Saved data entries
━━━━━━━━━━━━━━━━

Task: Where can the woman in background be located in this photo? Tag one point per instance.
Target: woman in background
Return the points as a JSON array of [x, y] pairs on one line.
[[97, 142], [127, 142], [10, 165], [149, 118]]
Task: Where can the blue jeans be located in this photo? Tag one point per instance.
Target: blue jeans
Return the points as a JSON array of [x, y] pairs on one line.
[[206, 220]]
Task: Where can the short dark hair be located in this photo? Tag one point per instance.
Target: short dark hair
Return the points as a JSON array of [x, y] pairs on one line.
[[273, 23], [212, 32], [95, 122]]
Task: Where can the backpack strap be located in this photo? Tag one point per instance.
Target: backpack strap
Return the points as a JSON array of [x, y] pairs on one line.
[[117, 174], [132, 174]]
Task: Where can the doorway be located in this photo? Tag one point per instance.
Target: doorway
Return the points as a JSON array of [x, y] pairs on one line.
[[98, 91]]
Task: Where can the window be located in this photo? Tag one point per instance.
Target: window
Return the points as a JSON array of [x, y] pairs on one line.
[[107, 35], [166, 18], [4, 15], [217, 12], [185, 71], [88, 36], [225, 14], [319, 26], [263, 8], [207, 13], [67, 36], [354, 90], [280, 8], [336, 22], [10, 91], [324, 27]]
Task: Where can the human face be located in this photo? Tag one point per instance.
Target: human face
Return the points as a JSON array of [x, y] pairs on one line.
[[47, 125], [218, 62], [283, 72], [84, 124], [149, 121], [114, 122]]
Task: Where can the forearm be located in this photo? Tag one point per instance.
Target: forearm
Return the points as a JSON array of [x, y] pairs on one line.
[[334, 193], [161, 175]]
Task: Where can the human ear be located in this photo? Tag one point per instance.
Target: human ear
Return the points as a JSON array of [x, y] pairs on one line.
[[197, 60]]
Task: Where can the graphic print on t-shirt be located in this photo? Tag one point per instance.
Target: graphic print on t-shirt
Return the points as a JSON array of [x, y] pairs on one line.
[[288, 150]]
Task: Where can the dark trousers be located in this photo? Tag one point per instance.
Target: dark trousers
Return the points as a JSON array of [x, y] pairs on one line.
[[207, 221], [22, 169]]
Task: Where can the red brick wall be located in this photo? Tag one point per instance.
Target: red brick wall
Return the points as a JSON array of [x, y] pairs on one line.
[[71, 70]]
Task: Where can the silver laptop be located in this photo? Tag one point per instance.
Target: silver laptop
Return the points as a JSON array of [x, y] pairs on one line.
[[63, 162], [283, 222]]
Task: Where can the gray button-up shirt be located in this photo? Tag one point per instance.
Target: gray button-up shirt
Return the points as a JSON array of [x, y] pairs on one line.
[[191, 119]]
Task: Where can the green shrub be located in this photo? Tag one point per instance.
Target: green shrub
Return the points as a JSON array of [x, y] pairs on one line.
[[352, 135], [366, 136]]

━━━━━━━━━━━━━━━━

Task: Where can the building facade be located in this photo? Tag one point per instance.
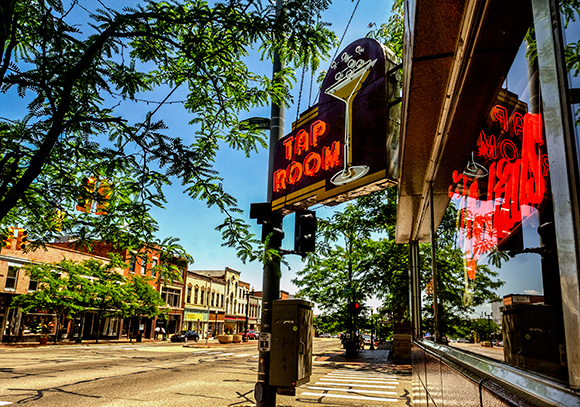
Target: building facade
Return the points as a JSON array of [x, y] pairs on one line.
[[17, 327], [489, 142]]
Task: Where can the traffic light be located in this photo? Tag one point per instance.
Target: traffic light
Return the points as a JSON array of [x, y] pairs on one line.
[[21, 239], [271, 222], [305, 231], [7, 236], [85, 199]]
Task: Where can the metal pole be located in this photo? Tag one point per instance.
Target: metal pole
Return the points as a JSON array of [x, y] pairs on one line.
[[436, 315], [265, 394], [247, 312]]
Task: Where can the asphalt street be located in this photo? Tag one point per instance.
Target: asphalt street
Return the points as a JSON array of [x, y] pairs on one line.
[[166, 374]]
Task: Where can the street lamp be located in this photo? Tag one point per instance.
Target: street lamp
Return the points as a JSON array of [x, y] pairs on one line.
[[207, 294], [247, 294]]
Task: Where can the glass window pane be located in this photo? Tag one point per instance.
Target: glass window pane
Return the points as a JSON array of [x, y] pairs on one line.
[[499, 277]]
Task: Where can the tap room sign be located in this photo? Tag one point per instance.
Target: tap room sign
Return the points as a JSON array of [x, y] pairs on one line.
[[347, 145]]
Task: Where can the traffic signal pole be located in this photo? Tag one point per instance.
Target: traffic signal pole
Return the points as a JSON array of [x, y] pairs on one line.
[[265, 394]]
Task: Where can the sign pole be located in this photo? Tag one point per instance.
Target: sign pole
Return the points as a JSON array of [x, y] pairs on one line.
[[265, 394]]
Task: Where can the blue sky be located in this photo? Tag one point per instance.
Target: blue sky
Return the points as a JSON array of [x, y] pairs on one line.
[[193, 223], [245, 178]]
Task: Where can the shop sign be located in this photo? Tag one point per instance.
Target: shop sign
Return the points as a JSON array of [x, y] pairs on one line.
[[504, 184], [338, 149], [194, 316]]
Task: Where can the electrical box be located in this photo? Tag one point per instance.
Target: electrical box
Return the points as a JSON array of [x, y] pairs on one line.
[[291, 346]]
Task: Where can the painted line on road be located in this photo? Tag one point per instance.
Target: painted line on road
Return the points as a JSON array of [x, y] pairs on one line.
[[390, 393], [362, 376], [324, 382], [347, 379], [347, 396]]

━━━━━━━━━━━━━━━━

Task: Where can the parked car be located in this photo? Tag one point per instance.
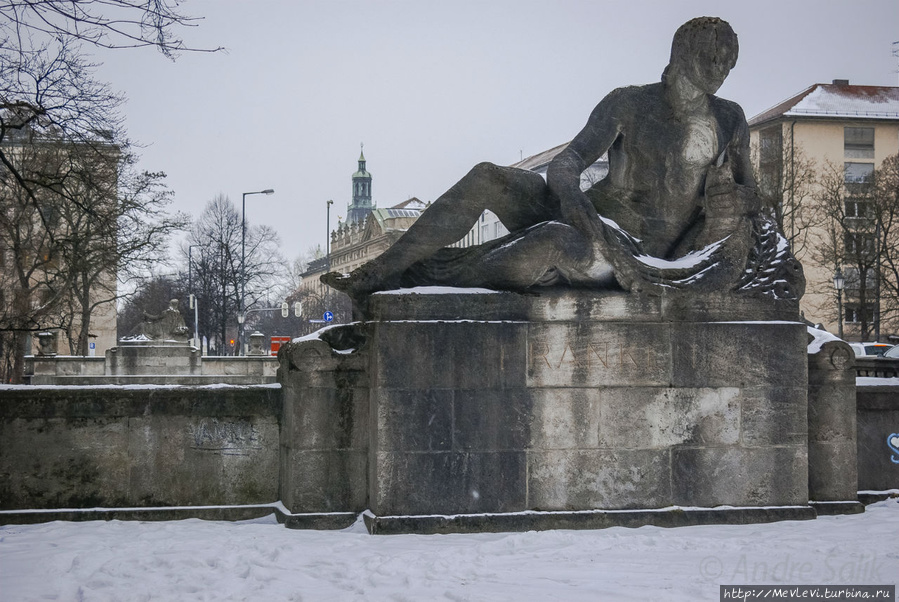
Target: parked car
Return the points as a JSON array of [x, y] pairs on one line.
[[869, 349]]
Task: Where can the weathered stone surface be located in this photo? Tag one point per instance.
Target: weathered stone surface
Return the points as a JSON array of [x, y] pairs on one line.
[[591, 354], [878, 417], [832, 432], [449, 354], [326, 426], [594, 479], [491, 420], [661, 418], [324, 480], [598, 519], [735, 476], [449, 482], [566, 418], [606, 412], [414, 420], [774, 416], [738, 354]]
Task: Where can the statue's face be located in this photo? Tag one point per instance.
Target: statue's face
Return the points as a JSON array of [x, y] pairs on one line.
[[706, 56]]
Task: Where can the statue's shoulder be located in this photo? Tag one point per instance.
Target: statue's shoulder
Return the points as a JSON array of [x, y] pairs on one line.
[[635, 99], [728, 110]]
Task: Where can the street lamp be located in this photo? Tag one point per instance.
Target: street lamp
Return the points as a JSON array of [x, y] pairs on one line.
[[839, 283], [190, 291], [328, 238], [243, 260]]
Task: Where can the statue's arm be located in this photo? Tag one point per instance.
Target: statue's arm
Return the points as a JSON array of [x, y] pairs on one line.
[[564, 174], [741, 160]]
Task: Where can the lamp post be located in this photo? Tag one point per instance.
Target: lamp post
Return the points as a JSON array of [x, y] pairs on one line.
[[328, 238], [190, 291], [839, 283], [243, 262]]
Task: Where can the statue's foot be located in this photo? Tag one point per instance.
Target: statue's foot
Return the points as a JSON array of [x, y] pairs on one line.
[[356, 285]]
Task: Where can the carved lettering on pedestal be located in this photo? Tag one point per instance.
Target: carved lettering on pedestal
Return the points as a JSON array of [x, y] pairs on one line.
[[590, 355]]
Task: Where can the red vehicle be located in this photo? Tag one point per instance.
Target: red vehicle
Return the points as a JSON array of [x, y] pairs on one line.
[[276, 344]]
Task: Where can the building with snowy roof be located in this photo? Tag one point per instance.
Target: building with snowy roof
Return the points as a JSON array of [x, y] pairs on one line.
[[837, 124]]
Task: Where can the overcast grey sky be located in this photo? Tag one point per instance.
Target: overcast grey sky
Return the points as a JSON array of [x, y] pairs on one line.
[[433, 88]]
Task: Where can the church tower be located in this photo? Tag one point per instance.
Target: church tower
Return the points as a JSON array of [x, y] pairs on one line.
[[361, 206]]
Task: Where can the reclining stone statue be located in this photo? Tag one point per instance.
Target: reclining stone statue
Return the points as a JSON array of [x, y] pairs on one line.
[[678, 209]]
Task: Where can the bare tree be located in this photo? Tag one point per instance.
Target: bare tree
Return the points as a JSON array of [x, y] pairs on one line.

━━━━━━━━━━━━━━━━

- **WHAT IS BEING ASKED**: Set down, exactly as they appear above, all lines from the one that has "Task: Where can the woman" down to the one that has "Target: doorway", including those two and no others.

- **EXERCISE RESPONSE**:
Task: Where can the woman in background be located in this photo? Tag one point per instance.
Target: woman in background
Return the points as a JSON array of [x, y] pairs on one line.
[[97, 142], [127, 142], [10, 165], [149, 118]]
Task: Where can the blue jeans be located in this photo? Tag one point per instance.
Target: blue jeans
Return the points as a JSON array of [x, y] pairs on one line.
[[206, 220]]
Task: Where can the short dark hair be located in this photo? Tag one point per instance.
Target: short dark hair
Return the points as a JSON array of [x, y] pairs on one line.
[[273, 23], [212, 32], [95, 122]]
Task: Where can the backpack strap be located in this photo? Tag one point per instance.
Target: backpack strap
Return the points as a JSON array of [x, y] pairs on one line.
[[117, 174], [132, 174]]
Task: Where can the doorway be located in this photo? Tag one point per instance.
Target: doorway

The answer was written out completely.